## TEKS SUMBER
Negara dalam hal ini telah membatasi ruang gerak tersebarnya paham yang bertentangan dengan ideologi Pancasila dalam konteks Ormas. Karena itu, RUU HIP yang secara terang benderang menyantumkan ideologi Pancasila harus menegaskan dirinya bahwa seluruh dasar hukum yang mengatur tentang ideologi terlarang haruslah dimasukkan ke dalam dasar hukum bagian Pembukaan RUU HIP.


Distorsi Makna Ketuhanan
Di dalam RUU HIP terdapat empat konsep “Tuhan”, yaitu “Ketuhanan Yang Maha Esa”, “ketuhanan”, “ketuhanan yang berkebudayaan”, dan “berketuhanan”.

Di dalam Pasal 1 butir 2 RUU HIP, pengertian ideologi Pancasila masih mendasarkan pada frasa Ketuhanan Yang Maha Esa. Tetapi pada Pasal 1 butir 10 yang mendefinisikan Masyarakat Pancasila, frasa Yang Maha Esa menjadi hilang, hanya tertulis Pancasila yang berketuhanan. Pada pasal-pasal selanjutnya seluruh makna Ketuhanan Yang Maha Esa hanya dapat ditemukan dalam Pasal 8 huruf f, Pasal 12 ayat (3) huruf a, huruf d, selebihnya hanya frasa “ketuhanan”, “berketuhanan” dan “ketuhanan yang berkebudayaan”, sebagaimana yang bisa kita cermati pada Pasal 3 ayat 1 huruf a, Pasal 4 huruf b, Pasal 7 ayat (1), Pasal 7 ayat (2) “ketuhanan yang berkebudayaan”.

Penyusun RUU HIP nampak jelas memiliki kepentingan lain untuk dapat menyisipkan keyakinan ketuhanan yang di luar dari maksud Pancasila. Jika konsep ketuhanan itu bersifat abstrak, maka RUU HIP mengakomodasi berbagai jenis tuhan yang juga termasuk tuhan bersifat materil atau nampak. Di sinilah letak masalah miskonsepsi ketuhanan versi RUU HIP yang sudah jauh melenceng dari Pancasila tanggal 18 Agustus 1945 itu sendiri, sebagai konsensus nasional bangsa Indonesia.


Menjatuhkan Derajat Pancasila
Kontradiksi Naskah Akademik dengan RUU-nya nampak sangat jelas. Penulis menilai RUU HIP bukanlah RUU “yang diharapkan kelahirannya” oleh Nya. Mengapa? Karena penyusun RUU HIP sudah menyadari bahwa Pancasila itu sumber dari segala sumber hukum negara. Tetapi karena ada kepentingan politik di belakangnya, Pancasila dipaksakan diturunkan derajatnya menjadi UU. Sebagaimana yang telah kita ketahui bahwa UU bersifat dinamis, sedangkan Pancasila bersifat statis. UU seperti area terbuka untuk diuji, dicabut, diubah, dan dibatalkan. Sedangkan Pancasila yang ada sekarang sudah berada pada tempatnya yang luhur.

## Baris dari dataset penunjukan
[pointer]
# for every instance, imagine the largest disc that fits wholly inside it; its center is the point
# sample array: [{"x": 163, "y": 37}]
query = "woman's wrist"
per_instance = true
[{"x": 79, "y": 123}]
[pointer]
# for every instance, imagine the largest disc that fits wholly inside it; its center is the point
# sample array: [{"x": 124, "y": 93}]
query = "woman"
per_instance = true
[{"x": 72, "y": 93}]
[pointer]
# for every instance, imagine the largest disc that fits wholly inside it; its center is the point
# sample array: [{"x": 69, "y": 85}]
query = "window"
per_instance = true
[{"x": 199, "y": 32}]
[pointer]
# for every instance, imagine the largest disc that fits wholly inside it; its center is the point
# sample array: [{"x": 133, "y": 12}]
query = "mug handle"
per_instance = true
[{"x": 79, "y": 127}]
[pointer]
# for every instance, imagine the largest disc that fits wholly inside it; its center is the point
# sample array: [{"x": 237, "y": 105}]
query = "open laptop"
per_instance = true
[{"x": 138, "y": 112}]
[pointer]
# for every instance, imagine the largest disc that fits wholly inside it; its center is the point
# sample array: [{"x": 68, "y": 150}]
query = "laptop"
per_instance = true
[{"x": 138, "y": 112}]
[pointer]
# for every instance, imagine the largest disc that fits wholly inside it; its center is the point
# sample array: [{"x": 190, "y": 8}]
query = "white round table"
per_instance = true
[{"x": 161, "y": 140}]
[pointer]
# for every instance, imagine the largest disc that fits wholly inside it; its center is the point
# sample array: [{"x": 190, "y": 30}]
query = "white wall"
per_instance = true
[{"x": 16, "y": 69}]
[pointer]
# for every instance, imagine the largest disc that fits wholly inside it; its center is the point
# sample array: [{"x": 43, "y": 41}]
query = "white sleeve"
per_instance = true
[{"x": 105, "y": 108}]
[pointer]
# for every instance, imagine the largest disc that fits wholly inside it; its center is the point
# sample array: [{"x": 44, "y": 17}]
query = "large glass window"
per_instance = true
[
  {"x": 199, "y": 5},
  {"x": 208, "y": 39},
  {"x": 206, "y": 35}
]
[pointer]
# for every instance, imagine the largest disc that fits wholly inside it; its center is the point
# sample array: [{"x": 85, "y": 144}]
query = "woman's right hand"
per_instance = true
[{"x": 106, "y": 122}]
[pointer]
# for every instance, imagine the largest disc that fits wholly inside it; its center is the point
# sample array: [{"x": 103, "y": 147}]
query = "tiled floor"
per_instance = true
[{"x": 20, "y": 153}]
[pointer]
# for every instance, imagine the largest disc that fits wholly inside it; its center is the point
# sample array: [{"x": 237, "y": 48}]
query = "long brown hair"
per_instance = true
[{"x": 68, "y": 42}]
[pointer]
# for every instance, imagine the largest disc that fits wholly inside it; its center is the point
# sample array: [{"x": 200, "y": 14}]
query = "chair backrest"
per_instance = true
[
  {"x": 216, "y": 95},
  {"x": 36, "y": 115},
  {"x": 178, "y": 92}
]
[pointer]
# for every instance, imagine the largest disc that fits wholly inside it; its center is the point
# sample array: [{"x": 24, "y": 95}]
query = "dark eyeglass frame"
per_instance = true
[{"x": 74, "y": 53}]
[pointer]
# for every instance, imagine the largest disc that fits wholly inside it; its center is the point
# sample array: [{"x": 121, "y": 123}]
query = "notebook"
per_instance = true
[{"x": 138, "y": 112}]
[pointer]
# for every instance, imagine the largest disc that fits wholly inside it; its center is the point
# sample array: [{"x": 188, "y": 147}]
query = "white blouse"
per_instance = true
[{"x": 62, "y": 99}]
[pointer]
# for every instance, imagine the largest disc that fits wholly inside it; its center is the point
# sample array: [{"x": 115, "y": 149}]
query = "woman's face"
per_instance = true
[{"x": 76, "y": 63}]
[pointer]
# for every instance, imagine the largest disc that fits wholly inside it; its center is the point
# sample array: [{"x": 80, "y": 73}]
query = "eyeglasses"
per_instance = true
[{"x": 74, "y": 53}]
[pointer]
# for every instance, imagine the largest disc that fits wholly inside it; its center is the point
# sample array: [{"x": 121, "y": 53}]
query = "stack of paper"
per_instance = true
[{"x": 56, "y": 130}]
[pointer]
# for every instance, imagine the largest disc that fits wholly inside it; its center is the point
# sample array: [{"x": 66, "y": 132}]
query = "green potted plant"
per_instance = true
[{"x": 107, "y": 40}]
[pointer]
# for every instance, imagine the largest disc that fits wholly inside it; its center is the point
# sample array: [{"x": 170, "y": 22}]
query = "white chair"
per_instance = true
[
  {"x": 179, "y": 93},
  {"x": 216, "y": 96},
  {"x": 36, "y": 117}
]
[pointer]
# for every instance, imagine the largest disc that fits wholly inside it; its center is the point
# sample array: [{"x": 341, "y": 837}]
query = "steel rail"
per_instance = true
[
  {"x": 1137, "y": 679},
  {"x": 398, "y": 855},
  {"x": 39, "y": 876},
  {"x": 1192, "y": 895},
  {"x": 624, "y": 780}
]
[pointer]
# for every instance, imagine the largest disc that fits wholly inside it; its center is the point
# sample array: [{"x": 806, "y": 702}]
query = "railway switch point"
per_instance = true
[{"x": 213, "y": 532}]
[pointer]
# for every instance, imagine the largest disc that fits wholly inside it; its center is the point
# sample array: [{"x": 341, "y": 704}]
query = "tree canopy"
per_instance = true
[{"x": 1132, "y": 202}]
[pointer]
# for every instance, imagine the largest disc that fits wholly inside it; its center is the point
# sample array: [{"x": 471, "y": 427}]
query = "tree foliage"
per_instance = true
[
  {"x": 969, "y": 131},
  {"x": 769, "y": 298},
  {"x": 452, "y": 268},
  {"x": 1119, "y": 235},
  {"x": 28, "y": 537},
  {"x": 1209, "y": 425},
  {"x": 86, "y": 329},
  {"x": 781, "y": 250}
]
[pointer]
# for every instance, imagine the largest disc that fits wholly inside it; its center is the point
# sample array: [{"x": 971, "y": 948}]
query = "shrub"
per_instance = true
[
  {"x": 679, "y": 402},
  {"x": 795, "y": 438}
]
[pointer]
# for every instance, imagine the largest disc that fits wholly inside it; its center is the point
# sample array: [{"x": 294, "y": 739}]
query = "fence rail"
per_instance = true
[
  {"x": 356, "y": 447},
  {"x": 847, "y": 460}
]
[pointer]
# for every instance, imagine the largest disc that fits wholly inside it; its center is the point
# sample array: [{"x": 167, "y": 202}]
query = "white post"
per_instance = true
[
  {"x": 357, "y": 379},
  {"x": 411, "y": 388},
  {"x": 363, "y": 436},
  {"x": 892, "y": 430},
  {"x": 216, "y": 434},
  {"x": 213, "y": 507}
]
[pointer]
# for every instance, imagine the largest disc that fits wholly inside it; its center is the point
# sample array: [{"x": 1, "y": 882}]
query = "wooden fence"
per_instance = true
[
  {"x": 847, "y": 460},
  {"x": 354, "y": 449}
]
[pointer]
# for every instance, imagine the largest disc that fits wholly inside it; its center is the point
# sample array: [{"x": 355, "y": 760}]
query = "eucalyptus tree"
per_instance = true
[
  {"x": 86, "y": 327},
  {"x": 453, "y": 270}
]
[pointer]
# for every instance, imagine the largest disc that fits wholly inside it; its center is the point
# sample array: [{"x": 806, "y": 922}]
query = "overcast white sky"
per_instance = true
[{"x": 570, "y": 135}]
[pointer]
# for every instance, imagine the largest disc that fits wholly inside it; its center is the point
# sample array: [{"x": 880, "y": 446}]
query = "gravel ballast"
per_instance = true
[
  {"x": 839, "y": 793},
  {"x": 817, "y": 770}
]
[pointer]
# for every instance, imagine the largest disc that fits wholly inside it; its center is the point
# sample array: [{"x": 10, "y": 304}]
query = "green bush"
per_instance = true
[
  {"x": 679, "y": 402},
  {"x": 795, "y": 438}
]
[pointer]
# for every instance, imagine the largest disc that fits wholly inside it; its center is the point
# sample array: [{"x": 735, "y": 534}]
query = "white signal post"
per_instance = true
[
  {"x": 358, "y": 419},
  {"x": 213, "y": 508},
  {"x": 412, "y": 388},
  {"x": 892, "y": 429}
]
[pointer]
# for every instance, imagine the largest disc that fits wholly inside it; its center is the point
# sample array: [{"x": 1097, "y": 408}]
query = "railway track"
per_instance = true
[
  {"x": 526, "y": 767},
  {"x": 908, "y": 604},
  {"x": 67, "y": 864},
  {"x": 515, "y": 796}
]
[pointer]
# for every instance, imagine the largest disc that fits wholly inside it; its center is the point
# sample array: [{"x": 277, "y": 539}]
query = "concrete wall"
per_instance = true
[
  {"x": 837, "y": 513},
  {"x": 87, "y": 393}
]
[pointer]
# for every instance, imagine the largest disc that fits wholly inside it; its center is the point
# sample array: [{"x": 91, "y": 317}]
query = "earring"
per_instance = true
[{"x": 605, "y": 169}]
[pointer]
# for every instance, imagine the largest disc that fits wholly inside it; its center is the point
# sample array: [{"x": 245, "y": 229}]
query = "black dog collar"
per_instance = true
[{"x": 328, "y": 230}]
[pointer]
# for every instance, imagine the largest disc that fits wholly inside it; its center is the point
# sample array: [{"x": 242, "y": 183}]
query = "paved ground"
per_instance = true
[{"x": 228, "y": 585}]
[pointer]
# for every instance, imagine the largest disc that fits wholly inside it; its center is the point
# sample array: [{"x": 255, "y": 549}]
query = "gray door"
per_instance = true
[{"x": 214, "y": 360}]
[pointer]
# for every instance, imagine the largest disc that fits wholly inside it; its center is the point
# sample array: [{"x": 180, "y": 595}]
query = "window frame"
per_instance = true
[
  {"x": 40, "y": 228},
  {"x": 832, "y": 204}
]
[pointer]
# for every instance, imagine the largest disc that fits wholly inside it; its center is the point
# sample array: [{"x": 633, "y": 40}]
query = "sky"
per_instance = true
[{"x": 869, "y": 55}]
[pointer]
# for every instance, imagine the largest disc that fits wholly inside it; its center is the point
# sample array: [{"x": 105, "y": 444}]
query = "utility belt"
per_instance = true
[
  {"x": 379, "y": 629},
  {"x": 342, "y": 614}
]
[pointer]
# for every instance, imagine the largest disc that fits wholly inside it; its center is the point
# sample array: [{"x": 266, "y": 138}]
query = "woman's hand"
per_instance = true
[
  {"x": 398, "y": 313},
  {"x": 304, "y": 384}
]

## TUGAS A
Dalam teks sumber tentang RUU HIP, frasa apa yang hilang pada Pasal 1 butir 10 yang mendefinisikan Masyarakat Pancasila?
## TUGAS B
Tulis lanjutan teks tentang RUU HIP setelah kalimat terakhir yang ditampilkan.

## JAWABAN BENAR A
Frasa "Yang Maha Esa".

## JAWABAN BENAR B
Naskah Akademiknya pada halaman 11-12 telah mengutip secara jelas Putusan Mahkamah Konstitusi, “Mendasarkan pada alinea ke-4 Pembukaan Undang-Undang Dasar 1945, Mahkamah Konstitusi melalui putusan Nomor 100/PUU-XI/2013, menyatakan bahwa secara konstitusional Pembukaan UUD 1945 tersebut mendudukkan apa yang terkandung di dalam Pancasila adalah sebagai dasar negara. Sebagai dasar negara, Pancasila secara normatif harus menjadi fundamen penyelenggaraan Pemerintahan Negara Indonesia yang berfungsi memberikan perlindungan, penyejahteraan, pencerdasan, dan berpartisipasi dalam ketertiban dunia.”


Disisi lain Mahkamah Konstitusi melalui Putusan yang sama menyatakan bahwa “Pancasila memiliki kedudukan yang tersendiri dalam kerangka berpikir bangsa dan negara Indonesia berdasarkan konstitusi yaitu di samping sebagai dasar negara, juga sebagai dasar filosofi negara, norma fundamental negara, ideologi negara, cita hukum negara.”

Maka, sejatinya Pancasila haruslah tetap menjadi sumber segala sumber hukum negara, tanpa perlu dijadikan UU. Karena sebagai dasar negara, penafsiran Pancasila telah dijabarkan dalam batang tubuh UUD NRI 1945 (Undang-Undang Dasar Negara Republik Indonesia). Sehingga Pembukaan UUD NRI 1945 dan batang tubuh UUD NRI 1945 adalah haluan negara, haluan berbangsa dan bernegara, haluan seluruh pemerintahan dalam mengambil kebijakan. Pancasila jelas memiliki kedudukan lebih tinggi dari batang tubuh UUD NRI 1945.

Mengapa Pancasila harus diuraikan secara rinci lagi ke dalam RUU HIP? DPR RI telah dengan sengaja menjatuhkan derajat Pancasila dari kedudukannya yang luhur, sebagai sumber nilai, pedoman, haluan dan dasar negara. Karena Pembukaan UUD NRI 1945 ––yang mengandung Pancasila di dalamnya–– tidak bisa diamandemen, hanya batang tubuhnya saja yang dapat diamandemen.

Anton Hariyadi, S.H.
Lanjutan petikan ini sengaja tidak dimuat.